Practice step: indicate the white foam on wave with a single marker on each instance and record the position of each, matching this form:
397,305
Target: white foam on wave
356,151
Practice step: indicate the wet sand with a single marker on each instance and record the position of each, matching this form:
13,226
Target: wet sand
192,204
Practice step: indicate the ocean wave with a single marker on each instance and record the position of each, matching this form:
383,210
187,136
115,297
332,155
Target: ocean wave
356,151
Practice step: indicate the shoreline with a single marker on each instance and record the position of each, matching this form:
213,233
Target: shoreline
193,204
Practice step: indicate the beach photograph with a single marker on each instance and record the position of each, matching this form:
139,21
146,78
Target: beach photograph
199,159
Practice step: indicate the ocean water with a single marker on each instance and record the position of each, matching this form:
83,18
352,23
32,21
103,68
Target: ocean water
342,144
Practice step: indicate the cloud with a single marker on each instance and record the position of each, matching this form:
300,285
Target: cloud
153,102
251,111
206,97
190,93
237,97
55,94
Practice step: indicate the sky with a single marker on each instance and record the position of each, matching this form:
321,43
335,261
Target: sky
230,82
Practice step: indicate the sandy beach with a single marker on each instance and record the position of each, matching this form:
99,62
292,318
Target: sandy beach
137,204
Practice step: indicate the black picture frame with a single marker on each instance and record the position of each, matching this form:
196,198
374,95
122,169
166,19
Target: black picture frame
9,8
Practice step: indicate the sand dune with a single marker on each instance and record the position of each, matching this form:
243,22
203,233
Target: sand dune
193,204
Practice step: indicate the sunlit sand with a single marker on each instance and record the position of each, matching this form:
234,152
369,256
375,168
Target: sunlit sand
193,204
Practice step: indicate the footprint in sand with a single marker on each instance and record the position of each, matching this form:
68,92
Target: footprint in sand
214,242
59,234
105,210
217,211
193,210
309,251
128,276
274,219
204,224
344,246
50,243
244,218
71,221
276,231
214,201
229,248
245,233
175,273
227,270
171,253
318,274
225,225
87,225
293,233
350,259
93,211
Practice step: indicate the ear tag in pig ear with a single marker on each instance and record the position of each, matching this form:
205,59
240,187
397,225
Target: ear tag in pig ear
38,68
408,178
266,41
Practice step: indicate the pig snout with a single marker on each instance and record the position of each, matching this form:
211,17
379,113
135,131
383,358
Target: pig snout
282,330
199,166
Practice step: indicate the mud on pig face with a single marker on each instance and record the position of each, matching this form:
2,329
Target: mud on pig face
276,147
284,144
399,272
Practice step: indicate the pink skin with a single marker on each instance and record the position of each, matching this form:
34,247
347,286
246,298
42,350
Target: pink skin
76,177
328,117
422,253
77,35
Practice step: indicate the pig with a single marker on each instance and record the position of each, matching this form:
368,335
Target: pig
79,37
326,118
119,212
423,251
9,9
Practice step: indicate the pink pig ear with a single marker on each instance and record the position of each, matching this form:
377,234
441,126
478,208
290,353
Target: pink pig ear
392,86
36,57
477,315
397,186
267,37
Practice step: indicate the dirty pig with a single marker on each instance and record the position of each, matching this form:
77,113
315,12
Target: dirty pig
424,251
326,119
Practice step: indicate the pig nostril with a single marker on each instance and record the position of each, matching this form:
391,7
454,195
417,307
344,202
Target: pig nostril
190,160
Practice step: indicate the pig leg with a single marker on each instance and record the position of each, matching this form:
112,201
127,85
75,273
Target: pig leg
*****
Instructions for the task
Please give every line of the rows above as a JSON list of strings, one string per line, leaving out any blank lines.

Exercise answer
[
  "Practice step: indicate the white foam on wave with a single marker on each instance and record the position of each, matching this form:",
  "397,305",
  "Target: white foam on wave",
  "356,151",
  "Practice step: indicate the wet sand with a single marker on each instance and record the position of each, matching this form:",
  "13,226",
  "Target: wet sand",
  "192,204",
  "Practice step: indicate the ocean wave with a single marker on each instance and record the position of each, matching this form:",
  "383,210",
  "187,136",
  "115,297",
  "332,155",
  "Target: ocean wave",
  "356,151",
  "Practice step: indicate the shoreline with a single marker on each instance and record the position of each, matching this form:",
  "213,233",
  "Target: shoreline",
  "193,204",
  "Practice step: indicate the beach photograph with a single marker on each instance and record the position of each, matching this form:",
  "139,21",
  "146,78",
  "Target: beach photograph",
  "199,159",
  "Practice step: indicate the ocean water with a single marker on each instance and record the position of each, matching this form:",
  "83,18",
  "352,23",
  "32,21",
  "103,68",
  "Target: ocean water",
  "342,144",
  "Practice step: indicate the cloud with a single marker on each instance and record the position of each, matching this form:",
  "300,285",
  "Target: cloud",
  "153,102",
  "251,111",
  "206,97",
  "190,93",
  "237,97",
  "55,94",
  "Practice step: indicate the sky with a single marker on each instance and record the position of each, matching this form:",
  "321,43",
  "335,261",
  "Target: sky",
  "230,82",
  "Practice step: indicate the sandy beach with a single marker on each instance and record the position of each, matching this form:",
  "99,62",
  "292,318",
  "Target: sandy beach",
  "137,204",
  "Practice step: indicate the black picture frame with a single marker on each instance and record the position of each, matching this form:",
  "196,198",
  "374,95",
  "122,169",
  "166,19",
  "Target: black picture frame",
  "9,8",
  "Practice step: indicate the sand dune with a single marker on each instance and record the position of each, matching this form:",
  "243,22",
  "203,233",
  "Target: sand dune",
  "193,204",
  "Practice step: indicate the sunlit sand with a single marker on each instance and record the position of each, matching this form:",
  "234,152",
  "369,256",
  "375,168",
  "Target: sunlit sand",
  "193,204",
  "Practice step: indicate the footprint in sand with a single marker on each instance and record the position of each, matching this form:",
  "68,92",
  "Target: footprint in sand",
  "214,242",
  "59,234",
  "105,210",
  "217,211",
  "193,210",
  "309,251",
  "128,276",
  "274,219",
  "204,224",
  "344,246",
  "50,243",
  "244,218",
  "71,221",
  "276,231",
  "214,201",
  "229,248",
  "245,233",
  "175,273",
  "227,270",
  "171,253",
  "318,274",
  "225,225",
  "87,225",
  "293,233",
  "350,259",
  "93,211",
  "Practice step: indicate the ear tag in pig ear with a single marker on each instance and record the position of each, matching this form:",
  "205,59",
  "240,187",
  "397,225",
  "Target: ear tag in pig ear",
  "38,68",
  "408,178",
  "266,41",
  "Practice step: indicate the pig snout with a single marker on each instance and record the position of each, matching this form:",
  "211,17",
  "379,113",
  "135,131",
  "383,358",
  "Target: pig snout",
  "282,330",
  "199,166",
  "Practice step: indicate the mud on pig face with a single marker on each instance and record the position of each, matching this form:",
  "2,329",
  "Target: mud on pig face",
  "276,147",
  "284,144",
  "399,272",
  "Practice step: indicate the pink skin with a single marker on each instance and record the position of each, matching this form:",
  "34,247",
  "347,286",
  "246,298",
  "42,350",
  "Target: pink skin",
  "76,177",
  "328,117",
  "422,253",
  "77,35",
  "Practice step: indicate the pig with a single marker on each instance and record the position of each, matching this form:",
  "368,335",
  "Target: pig",
  "79,37",
  "326,118",
  "119,212",
  "423,251",
  "9,9",
  "Practice step: indicate the pink pig ear with a single marker on each instance and record the position of each, matching this form:",
  "377,234",
  "441,126",
  "478,208",
  "290,353",
  "Target: pink pig ear",
  "392,86",
  "36,57",
  "477,315",
  "397,186",
  "267,37",
  "Practice step: indicate the dirty pig with a single marker on each instance and record the position of each, matching this form:",
  "77,113",
  "315,12",
  "Target: dirty pig",
  "424,251",
  "326,119",
  "Practice step: indicate the pig nostril with a single marker on each instance and record the position of each, matching this form:",
  "391,7",
  "454,195",
  "417,307",
  "344,202",
  "Target: pig nostril",
  "190,160",
  "Practice step: indicate the pig leg with a single marker on each instance and record the position of each, matching this form:",
  "112,201",
  "127,85",
  "75,273",
  "Target: pig leg"
]